Write out only the lines from the line that holds "of the potato" to the end of the listing below, inclusive, with the pictures omitted.

Object position labeling entries:
::::::::::

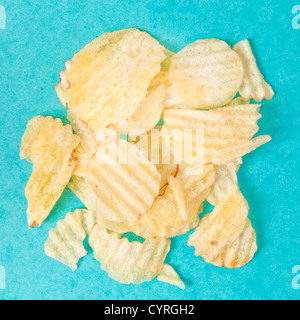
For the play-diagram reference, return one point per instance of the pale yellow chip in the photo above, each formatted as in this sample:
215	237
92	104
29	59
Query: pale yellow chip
49	146
169	275
238	101
176	211
108	79
225	178
254	86
223	236
124	189
88	144
65	241
227	131
158	152
241	251
148	114
128	262
205	74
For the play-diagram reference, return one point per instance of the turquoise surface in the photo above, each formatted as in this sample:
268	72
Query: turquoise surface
41	35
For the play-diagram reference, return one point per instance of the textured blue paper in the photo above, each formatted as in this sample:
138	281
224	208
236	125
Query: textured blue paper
41	35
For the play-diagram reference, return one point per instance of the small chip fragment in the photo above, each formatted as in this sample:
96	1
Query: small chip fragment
205	74
128	262
254	86
169	275
49	146
65	241
225	177
224	236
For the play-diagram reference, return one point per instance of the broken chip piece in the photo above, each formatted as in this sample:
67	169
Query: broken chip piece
49	146
128	262
205	74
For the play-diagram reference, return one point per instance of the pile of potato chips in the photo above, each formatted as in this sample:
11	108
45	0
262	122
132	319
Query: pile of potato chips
125	84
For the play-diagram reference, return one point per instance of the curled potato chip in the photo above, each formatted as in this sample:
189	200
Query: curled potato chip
253	86
205	74
119	184
49	146
106	81
128	262
169	275
148	114
223	236
82	190
241	251
158	153
227	130
88	144
225	177
175	212
65	241
238	101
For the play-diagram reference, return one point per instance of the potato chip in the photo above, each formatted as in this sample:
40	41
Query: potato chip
225	177
108	78
205	74
158	153
65	241
227	130
49	146
119	186
165	218
128	262
254	86
233	152
238	101
148	114
241	251
169	275
88	144
82	190
223	236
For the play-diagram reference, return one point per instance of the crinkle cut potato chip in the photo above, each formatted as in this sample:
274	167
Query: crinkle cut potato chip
225	178
148	114
169	275
225	236
158	153
227	131
253	86
108	79
49	146
124	190
88	143
205	74
128	262
165	218
65	241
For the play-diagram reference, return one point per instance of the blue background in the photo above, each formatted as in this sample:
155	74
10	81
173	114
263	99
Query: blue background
41	35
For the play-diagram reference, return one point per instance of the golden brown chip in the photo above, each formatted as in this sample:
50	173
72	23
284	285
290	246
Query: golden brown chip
205	74
227	131
124	189
128	262
49	146
254	86
225	237
65	241
106	81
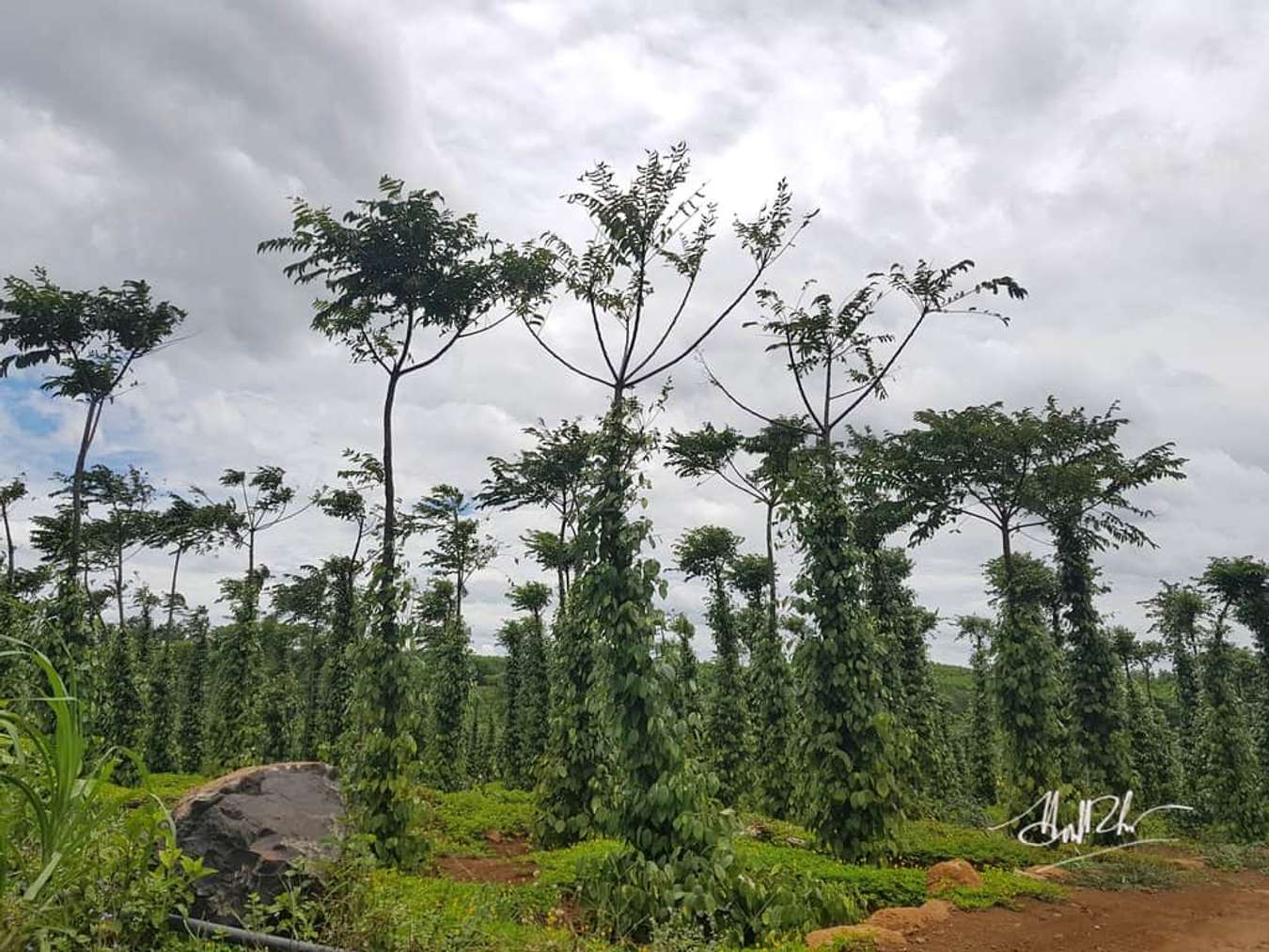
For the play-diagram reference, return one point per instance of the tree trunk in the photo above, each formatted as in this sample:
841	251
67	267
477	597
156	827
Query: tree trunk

::::::::::

SOLUTION
For the play-diagram reference, return one point per instance of the potato chip in the photo above, each formatted as in this sample:
40	41
Query: potato chip
225	177
108	78
205	74
158	153
65	241
227	130
49	146
119	186
165	218
128	262
254	86
233	152
238	101
148	114
241	251
169	275
88	144
82	190
223	236
For the play-diagram reference, return one point per instance of the crinkle cut potato chip in the photo above, each formatted as in this sample:
274	167
Query: crinkle cut potato chip
225	178
148	114
169	275
225	236
158	153
227	131
253	86
108	79
49	146
124	190
88	143
205	74
128	262
165	218
65	241
For the play-diagram reference, return one point per instance of the blue background in the photo above, each formatted as in this sample:
155	74
10	81
173	114
263	99
Query: blue background
41	35
For the play-diagram reference, return one point per instance of the golden brown chip in the photo above, each formatted as in this sample:
50	173
72	23
284	285
290	246
Query: golden brown chip
205	74
227	131
124	189
128	262
49	146
254	86
225	237
65	241
106	81
For the play-diagram reference, return one point per instance of the tree trunk in the photo above, each formatted as in this sample:
841	251
67	267
477	597
156	827
Query: tree trunk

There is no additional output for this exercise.